Given passage
Pros: Good pay, large enough company for those coming in with previous experience, work at home opportunities
Cons: Little to no variety each day, Unable to acquire new professional experience, Frequent emotionally intense days, Disrespectful and rude members, Micromanagement, Lack of control of day-to-day tasks or schedule, High turnover
As an employee of the "Population Health Management" division my job was extremely specific... take and make the exact same calls pertaining to the same exact conversation, day in and day out. The only variety is whether or not we make the calls (thus giving us some background on the member and control over the call) or take calls (engaging with random members about a program they have preconceived notions about and little appreciation for). There was little variety in the work day and very few of the members are appreciative of the work we do. Due to this lack of variety, no additional experience is garnered that may help to advance your career (like most people working the telephones want) so you can reasonably expect to be stuck in the same role and at best the same division for the length of your tenure there. Since this is a service to employees of other companies, expect to work a large amount of evening and probably even weekends to begin with (I had to work 70% of my hours either after 5:00 PM or on Saturday) which leads to a poor work/life balance and, for many people doing an intense telephonic job like the one I have, depression. Also, near the end of the year (Oct.-Dec.) expect to work OT since that's when incentive deadlines are.

Goal
Please copy out the entire job review word for word. The lines after this have no connection to the job review.

Record extracts

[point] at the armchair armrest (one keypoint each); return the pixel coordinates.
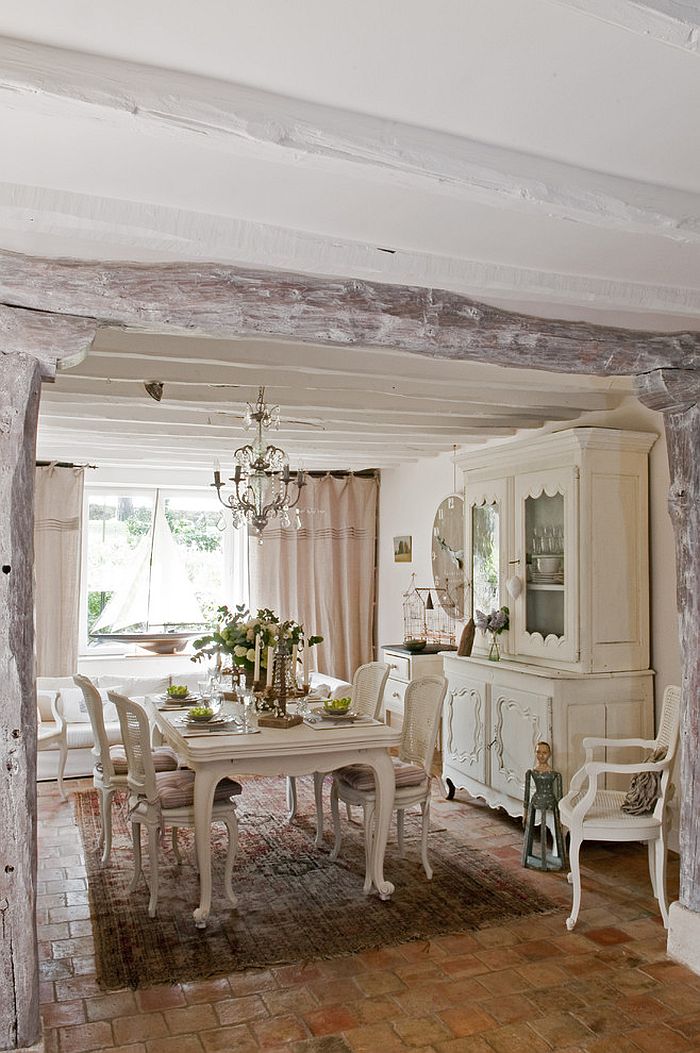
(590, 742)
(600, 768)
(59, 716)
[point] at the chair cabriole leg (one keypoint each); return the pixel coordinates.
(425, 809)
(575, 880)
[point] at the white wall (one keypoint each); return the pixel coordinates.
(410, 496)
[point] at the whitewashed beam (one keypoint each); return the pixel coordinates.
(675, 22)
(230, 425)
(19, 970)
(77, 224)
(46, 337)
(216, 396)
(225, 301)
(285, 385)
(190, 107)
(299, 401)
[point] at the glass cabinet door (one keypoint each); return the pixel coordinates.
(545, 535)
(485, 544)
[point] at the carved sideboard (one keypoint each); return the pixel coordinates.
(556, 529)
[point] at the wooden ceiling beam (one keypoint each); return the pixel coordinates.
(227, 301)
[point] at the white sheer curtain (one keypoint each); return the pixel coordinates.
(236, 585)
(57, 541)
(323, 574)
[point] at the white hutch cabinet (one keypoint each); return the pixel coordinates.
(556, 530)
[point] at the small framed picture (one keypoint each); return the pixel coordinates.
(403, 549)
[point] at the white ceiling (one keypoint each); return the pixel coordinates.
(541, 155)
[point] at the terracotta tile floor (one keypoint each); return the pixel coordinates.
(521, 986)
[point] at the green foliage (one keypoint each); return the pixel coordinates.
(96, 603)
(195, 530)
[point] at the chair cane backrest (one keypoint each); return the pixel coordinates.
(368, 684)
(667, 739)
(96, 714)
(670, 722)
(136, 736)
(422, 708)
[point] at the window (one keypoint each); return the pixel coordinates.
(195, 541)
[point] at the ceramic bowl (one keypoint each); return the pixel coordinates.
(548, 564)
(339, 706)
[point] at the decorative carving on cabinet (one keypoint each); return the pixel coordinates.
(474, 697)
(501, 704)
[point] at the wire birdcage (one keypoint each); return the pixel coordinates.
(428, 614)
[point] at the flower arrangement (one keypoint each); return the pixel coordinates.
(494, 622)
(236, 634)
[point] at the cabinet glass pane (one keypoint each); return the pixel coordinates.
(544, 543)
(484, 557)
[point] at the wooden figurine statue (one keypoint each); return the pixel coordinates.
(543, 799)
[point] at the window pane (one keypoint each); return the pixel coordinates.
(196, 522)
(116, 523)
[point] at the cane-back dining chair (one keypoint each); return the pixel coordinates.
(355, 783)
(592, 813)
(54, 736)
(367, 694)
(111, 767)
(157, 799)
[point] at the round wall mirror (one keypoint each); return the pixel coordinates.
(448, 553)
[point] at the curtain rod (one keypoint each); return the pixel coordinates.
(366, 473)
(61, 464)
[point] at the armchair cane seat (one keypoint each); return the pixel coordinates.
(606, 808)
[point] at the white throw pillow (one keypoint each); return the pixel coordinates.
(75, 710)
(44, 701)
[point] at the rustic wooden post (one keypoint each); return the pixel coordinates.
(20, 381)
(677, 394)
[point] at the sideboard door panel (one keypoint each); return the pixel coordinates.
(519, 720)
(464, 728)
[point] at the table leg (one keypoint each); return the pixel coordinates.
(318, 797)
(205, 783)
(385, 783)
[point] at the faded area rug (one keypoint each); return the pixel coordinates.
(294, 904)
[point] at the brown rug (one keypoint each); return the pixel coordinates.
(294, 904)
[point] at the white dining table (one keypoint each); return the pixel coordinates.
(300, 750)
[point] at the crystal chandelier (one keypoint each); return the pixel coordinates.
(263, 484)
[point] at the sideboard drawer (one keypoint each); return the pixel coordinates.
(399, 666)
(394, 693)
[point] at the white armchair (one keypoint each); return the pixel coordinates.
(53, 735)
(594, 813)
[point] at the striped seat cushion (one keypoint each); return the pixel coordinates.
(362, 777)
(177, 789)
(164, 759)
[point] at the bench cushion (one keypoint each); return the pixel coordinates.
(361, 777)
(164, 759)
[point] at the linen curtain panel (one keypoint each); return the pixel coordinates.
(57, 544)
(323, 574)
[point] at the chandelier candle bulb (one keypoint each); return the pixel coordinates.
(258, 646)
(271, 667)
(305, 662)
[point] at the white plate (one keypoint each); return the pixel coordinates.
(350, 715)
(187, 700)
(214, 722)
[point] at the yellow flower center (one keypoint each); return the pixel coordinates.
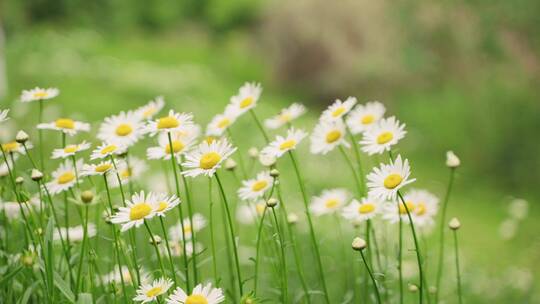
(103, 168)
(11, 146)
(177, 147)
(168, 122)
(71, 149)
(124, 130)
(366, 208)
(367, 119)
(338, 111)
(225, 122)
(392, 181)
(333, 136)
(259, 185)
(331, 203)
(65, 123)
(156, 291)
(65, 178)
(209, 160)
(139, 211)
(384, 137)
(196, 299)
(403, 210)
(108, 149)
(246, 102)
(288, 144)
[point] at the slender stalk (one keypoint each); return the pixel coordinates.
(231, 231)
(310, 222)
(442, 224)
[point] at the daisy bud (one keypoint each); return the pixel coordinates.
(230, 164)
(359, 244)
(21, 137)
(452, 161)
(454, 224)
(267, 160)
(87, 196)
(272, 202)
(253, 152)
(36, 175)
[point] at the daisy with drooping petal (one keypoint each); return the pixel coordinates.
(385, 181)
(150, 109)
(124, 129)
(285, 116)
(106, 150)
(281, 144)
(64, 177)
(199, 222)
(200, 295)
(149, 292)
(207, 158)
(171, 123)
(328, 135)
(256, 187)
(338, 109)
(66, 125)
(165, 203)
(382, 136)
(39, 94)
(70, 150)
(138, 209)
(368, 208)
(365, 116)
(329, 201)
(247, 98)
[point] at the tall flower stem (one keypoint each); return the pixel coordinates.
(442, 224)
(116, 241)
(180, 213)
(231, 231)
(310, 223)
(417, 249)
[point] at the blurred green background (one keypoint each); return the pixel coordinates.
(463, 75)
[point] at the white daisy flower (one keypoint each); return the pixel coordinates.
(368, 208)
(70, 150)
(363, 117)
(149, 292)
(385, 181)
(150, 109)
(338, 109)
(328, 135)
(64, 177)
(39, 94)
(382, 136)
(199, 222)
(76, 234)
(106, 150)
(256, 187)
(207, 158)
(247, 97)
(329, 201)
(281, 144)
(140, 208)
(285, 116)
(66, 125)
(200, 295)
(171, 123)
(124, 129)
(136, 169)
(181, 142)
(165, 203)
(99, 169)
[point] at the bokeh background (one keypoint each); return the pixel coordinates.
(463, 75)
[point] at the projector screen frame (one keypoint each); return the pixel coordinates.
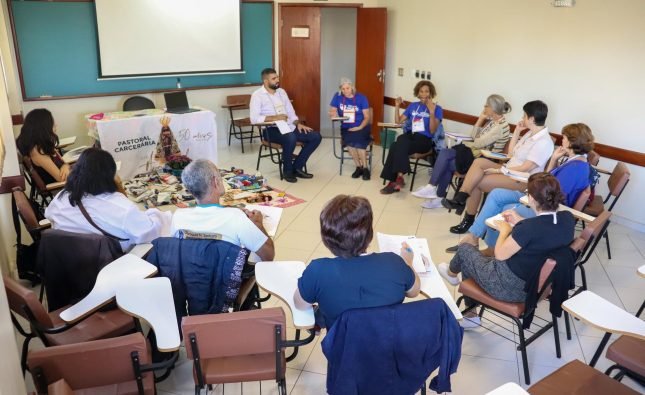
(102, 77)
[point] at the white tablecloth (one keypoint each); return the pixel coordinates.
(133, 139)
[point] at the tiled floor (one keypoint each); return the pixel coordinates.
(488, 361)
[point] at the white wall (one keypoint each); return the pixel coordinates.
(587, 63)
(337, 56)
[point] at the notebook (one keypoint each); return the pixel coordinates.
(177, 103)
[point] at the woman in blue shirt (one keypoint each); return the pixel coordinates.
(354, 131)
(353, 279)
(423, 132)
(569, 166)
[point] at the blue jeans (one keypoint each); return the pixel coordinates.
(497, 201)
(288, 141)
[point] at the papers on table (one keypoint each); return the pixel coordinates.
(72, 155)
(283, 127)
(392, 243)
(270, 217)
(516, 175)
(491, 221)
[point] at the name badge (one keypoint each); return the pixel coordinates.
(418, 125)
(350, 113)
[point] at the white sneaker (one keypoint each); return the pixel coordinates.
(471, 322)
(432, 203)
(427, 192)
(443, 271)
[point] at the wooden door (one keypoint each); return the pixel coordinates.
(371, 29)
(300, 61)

---

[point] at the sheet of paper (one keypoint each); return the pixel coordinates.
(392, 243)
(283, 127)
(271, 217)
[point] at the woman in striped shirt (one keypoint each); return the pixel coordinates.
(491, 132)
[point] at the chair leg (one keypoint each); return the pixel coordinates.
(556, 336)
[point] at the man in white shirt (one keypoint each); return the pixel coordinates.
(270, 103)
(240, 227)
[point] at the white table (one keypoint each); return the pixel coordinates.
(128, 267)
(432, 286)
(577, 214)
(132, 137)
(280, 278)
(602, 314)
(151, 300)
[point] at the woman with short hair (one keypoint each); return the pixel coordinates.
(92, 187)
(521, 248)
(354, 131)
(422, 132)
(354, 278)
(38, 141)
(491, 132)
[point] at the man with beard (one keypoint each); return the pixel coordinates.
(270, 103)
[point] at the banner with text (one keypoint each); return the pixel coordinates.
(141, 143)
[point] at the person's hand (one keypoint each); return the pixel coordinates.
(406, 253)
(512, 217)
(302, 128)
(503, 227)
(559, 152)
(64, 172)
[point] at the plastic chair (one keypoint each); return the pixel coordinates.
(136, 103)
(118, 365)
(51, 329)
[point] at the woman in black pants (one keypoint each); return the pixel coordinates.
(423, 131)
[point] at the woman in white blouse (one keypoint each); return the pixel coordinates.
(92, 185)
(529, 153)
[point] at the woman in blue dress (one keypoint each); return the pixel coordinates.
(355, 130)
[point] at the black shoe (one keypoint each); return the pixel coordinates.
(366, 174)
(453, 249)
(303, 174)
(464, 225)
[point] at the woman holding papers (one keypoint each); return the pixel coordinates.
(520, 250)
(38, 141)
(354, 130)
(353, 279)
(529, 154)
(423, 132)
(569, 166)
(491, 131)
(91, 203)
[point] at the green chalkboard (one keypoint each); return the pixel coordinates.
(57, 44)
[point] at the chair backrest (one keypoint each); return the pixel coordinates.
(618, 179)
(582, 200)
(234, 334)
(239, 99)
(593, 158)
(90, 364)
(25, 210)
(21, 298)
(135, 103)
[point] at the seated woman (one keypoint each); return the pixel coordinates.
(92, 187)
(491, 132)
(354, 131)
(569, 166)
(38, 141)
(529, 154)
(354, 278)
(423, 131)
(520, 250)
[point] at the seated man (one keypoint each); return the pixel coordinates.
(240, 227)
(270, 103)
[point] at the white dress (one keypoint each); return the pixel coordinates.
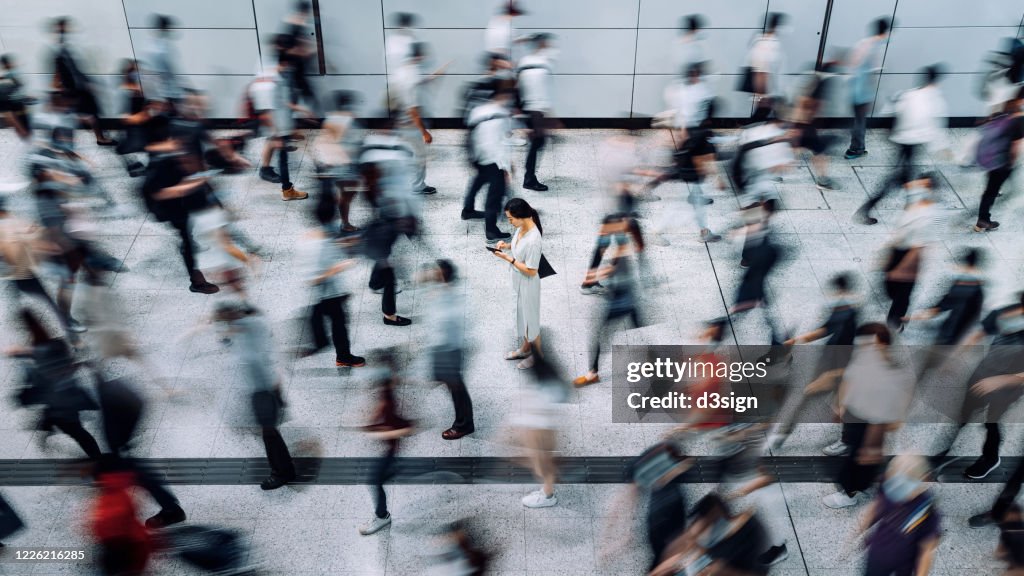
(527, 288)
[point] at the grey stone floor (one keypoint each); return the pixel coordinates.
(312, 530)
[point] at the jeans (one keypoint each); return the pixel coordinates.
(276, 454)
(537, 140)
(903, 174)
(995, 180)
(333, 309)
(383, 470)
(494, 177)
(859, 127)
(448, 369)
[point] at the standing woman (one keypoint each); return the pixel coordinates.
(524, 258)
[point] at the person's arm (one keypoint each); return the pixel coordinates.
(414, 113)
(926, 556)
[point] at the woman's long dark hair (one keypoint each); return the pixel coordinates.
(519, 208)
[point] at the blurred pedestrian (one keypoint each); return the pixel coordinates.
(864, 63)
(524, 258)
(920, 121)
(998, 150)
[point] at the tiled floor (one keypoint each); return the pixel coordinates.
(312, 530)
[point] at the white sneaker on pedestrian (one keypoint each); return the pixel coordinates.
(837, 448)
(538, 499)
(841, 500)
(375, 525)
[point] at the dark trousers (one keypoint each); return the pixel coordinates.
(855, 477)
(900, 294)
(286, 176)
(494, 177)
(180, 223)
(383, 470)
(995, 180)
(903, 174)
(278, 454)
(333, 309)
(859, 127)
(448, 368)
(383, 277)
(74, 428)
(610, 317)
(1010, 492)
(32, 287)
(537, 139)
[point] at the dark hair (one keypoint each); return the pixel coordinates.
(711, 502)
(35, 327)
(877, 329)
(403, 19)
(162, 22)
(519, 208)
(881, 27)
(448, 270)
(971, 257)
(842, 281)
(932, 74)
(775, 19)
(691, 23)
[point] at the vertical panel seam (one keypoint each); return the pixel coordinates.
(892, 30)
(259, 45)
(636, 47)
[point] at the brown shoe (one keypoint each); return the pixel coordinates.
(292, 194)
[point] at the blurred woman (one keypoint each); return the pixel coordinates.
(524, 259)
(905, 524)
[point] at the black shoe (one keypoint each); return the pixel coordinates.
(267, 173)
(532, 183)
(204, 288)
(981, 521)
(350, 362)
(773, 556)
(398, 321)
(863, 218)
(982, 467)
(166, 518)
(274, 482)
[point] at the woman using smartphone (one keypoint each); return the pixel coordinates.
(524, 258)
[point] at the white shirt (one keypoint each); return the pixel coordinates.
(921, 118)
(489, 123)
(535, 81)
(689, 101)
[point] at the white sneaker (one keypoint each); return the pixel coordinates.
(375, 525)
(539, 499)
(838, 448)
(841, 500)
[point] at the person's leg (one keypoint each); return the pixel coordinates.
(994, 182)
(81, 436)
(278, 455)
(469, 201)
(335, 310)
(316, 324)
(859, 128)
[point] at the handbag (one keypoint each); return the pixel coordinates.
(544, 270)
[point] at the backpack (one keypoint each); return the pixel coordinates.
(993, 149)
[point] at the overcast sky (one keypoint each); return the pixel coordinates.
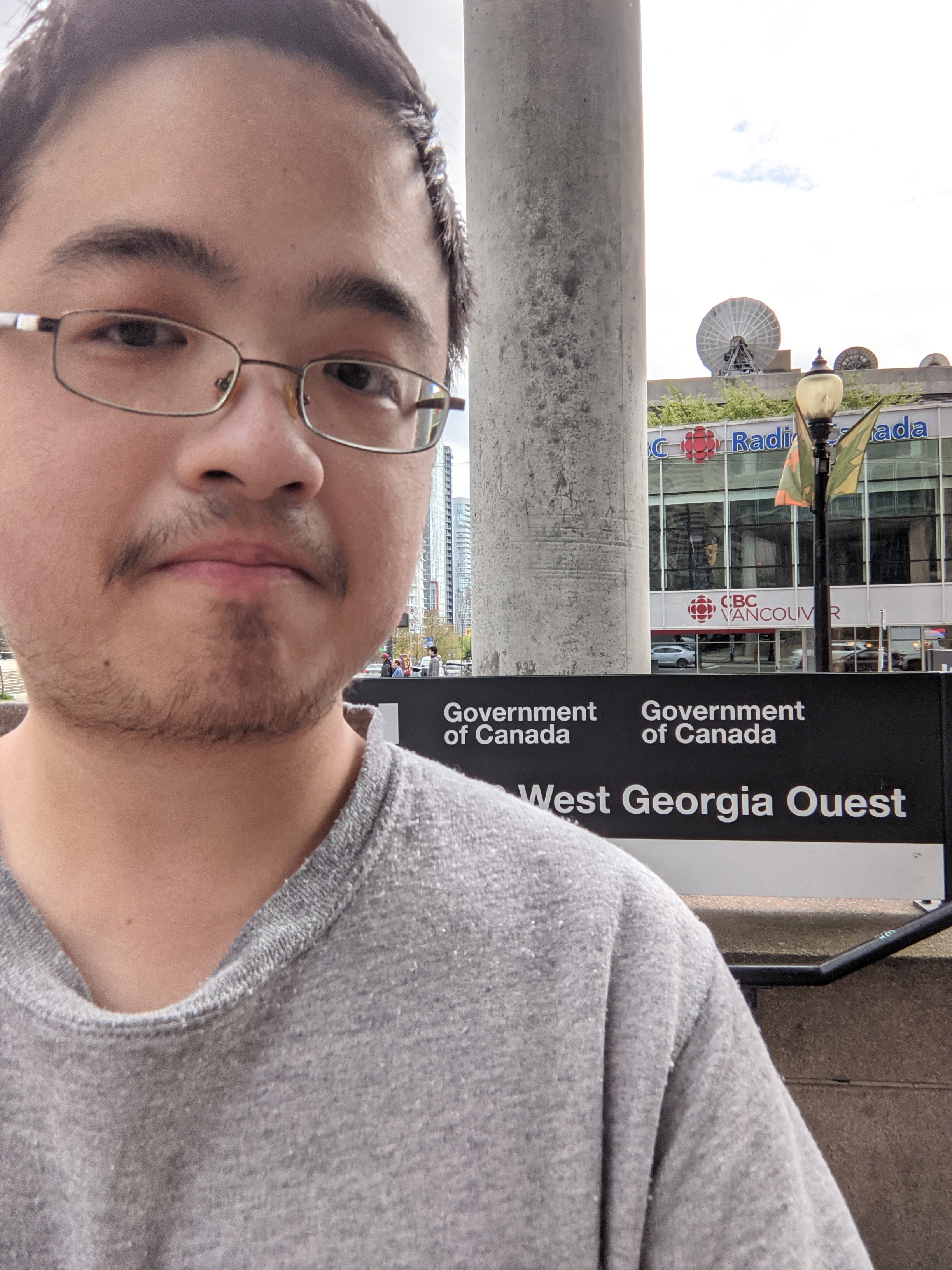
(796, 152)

Completed exercise
Pros: Good pay, large enough company for those coming in with previous experience, work at home opportunities
Cons: Little to no variety each day, Unable to acquire new professional experience, Frequent emotionally intense days, Disrespectful and rude members, Micromanagement, Lack of control of day-to-day tasks or schedule, High turnover
As an employee of the "Population Health Management" division my job was extremely specific... take and make the exact same calls pertaining to the same exact conversation, day in and day out. The only variety is whether or not we make the calls (thus giving us some background on the member and control over the call) or take calls (engaging with random members about a program they have preconceived notions about and little appreciation for). There was little variety in the work day and very few of the members are appreciative of the work we do. Due to this lack of variety, no additional experience is garnered that may help to advance your career (like most people working the telephones want) so you can reasonably expect to be stuck in the same role and at best the same division for the length of your tenure there. Since this is a service to employees of other companies, expect to work a large amount of evening and probably even weekends to begin with (I had to work 70% of my hours either after 5:00 PM or on Saturday) which leads to a poor work/life balance and, for many people doing an intense telephonic job like the one I have, depression. Also, near the end of the year (Oct.-Dec.) expect to work OT since that's when incentive deadlines are.